Tasks to complete:
a) From the text about Goldsmiths Law events on human rights, list every person named under "Speakers:" for the roundtable on the European Convention on Human Rights.
b) Continue the text about Goldsmiths Law events on human rights, starting after its last sentence.

Given text:
Goldsmiths Law and the Knowing Our Rights research project coordinated a roundtable event on the impact of the European Convention on Human Rights in the UK, on 22 January 2019, at the Royal Society of Arts. You can watch some of the highlights in this video.

The roundtable shed light on issues relating to the UK’s relationship with the ECHR, including:

– the effect of ECHR jurisprudence in the UK, such as in relation to balancing liberty with securitarian interests in the fight against terrorism, the right to vote, state surveillance, the right to private and family life of mothers in prison etc;

– how to fight against human rights sensationalism in the media;

– raising awareness about how human rights affect our lives;

– the link between Euroscepticism and the Conservative Government’s antipathy towards the Human Rights Act;

– where we are now with the Conservative Government’s plan to substitute a British Bill of Rights for the Human Rights Act, and how Brexit may have changed the dynamics.

The event provided another opportunity to mark the twentieth anniversary of the Royal Assent to the HRA, with a focus on the persons behind the HRA, those who helped bring it to life and determine its architecture (and on those who antagonise it too).

Speakers: Jonathan Cooper OBE, Doughty Street Chambers; Sanchita Hosali, Director, British Institute of Human Rights; Liora Lazarus, Associate Professor in Law, Faculty of Law, Oxford; Fellow, St Anne’s College, and Head of Research at the Bonavero Institute of Human Rights; Nadia O’Mara, Policy and Campaigns Officer at Liberty; Sir Geoffrey Nice QC, Visiting Professor, Law, Goldsmiths, University of London; Maya Sikand, Head of the Human Rights Team, Garden Court Chambers; Adam Wagner, Doughty Street Chambers; founder of RightsInfo and UK Human Rights Blog; Ruvi Ziegler, Associate Professor of Law, University of Reading.

Prof Dimitrios Giannoulopoulos, Head of Law at Goldsmiths and director of the Knowing Our Rights project, chaired the event.

The event was supported by the Human Rights Lawyers’ Association.

Investigating UK complicity in torture after 9/11: the Intelligence and Security Committee reports

Goldsmiths Law seminar on torture and rendition

On December 6, 18.00 – 19.45, Goldsmiths Law organised the first in a series of research events that will explore UK compliance with the prohibition against torture.

The event investigated the Intelligence and Security Committee’s (ISC) reports on detainee mistreatment and rendition after 9/11, and we had the unique opportunity to hear from the chair of the Committee, and former Attorney General, the Rt Hon Dominic Grieve QC MP, Dr Natasa Mavronicola (Birmingham Law School) and one of the UK’s foremost investigative reporters, including at the Guardian, Ian Cobain.  Goldsmiths’ Pro-Warden for Research, Prof David Oswell, introduced the event, highlighting the Law programme’s ambition to tackle challenging human rights issues. Goldsmiths’ Professor in Law, Dimitrios Giannoulopoulos, chaired the event.

Source excerpt:
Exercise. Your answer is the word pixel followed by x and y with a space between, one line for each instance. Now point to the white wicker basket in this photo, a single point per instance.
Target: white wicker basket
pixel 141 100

Replies:
a)
Jonathan Cooper OBE
Sanchita Hosali
Liora Lazarus
Nadia O'Mara
Sir Geoffrey Nice QC
Maya Sikand
Adam Wagner
Ruvi Ziegler

b)
Intelligence and Security Report on Detainee Mistreatment and Rendition

The ISC reports on ‘detainee mistreatment and rendition’ after 9/11, published in June 2018, paint a bleak picture of UK complicity in torture, cruel, degrading and inhumane treatment undertaken by the US intelligence services after the September 11thattacks, and raise serious concern about UK commitment to respecting the absolute right against torture.

Dominic Grieve offered an overview of the report, highlighting that the UK government tolerated action, and took other, that the Committee regarded as “inexcusable”. “The Government is embarrassed” about what is described in the report, he added.

In seeking to contextualise the report’s revelations of the hundreds of incidents of UK complicity in US-ran torture post 9/11, Grieve distinguished between the intelligence services (MI5, MI6, GCHQ) and the military, explaining that military personnel are trained to withstand torture and may be becoming desensitised to it, as a result. Following 9/11, the intelligence services worked with army personnel who had got involved in torture, but were not doing torture themselves, he added.

Grieve also drew a dividing line about what went on until 2010, and what followed, expressing confidence that we now have the protections in place to avoid a similar scandal in the future.

Ian Cobain explained that the ISC reports were a very thorough and candid piece of work, and quite unique in the number of findings of UK complicity in torture it has unearthed. Ian placed the reports in their historic context, drawing on abuses in Kenya, Cyprus and Northern Ireland, with a focus on the adoption of the “five techniques” and the pervasive effect they’ve had upon their victims.

Dr Natasa Mavronicola offered a pessimistic view of the UK’s ability to learn lessons from this history of abuse, analysing torture as an instrument for the dehumanisation of vulnerable groups, minorities, foreigners, an expression of state barbarity towards ‘others’. ‘The ISC Reports confirm and reinforce what many at least suspected to be the widespread, profound and prolonged UK complicity in the torture and rendition practised after 9/11’, she added.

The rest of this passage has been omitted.